Task instructions> Lines from the one containing "white tent, each" through the last line of the records below are to be repeated exactly.

Start of Records shown

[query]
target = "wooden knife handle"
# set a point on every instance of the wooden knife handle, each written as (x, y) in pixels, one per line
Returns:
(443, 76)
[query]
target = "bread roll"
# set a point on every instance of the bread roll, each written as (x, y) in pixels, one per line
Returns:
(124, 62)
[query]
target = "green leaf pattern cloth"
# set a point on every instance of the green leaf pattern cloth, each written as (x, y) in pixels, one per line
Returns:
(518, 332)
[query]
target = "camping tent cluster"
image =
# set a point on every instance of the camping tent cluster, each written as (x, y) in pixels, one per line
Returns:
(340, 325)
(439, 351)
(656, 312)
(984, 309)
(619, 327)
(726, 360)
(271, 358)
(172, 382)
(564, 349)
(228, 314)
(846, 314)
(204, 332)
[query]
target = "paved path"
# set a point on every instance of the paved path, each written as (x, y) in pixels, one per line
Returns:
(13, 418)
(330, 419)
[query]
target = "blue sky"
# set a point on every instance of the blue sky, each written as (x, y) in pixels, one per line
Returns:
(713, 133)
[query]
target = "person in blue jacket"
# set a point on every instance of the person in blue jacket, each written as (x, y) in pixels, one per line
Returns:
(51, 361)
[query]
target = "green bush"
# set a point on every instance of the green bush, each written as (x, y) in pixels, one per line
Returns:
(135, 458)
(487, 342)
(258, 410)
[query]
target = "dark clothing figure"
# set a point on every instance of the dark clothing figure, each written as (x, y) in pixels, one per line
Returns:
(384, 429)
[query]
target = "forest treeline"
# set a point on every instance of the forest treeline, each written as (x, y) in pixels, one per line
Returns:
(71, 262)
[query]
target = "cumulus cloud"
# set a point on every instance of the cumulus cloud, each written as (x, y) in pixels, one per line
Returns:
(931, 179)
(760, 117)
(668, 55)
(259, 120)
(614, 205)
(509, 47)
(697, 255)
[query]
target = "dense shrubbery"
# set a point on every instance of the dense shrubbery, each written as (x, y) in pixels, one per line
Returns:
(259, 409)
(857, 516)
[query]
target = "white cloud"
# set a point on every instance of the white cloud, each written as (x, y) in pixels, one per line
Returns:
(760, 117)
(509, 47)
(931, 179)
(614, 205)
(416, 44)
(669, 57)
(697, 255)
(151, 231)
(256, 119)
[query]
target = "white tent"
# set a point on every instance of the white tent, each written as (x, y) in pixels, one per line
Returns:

End of Records shown

Your solution>
# set a point on every instance of the white tent, each written as (x, y) in pixels, one per line
Returns:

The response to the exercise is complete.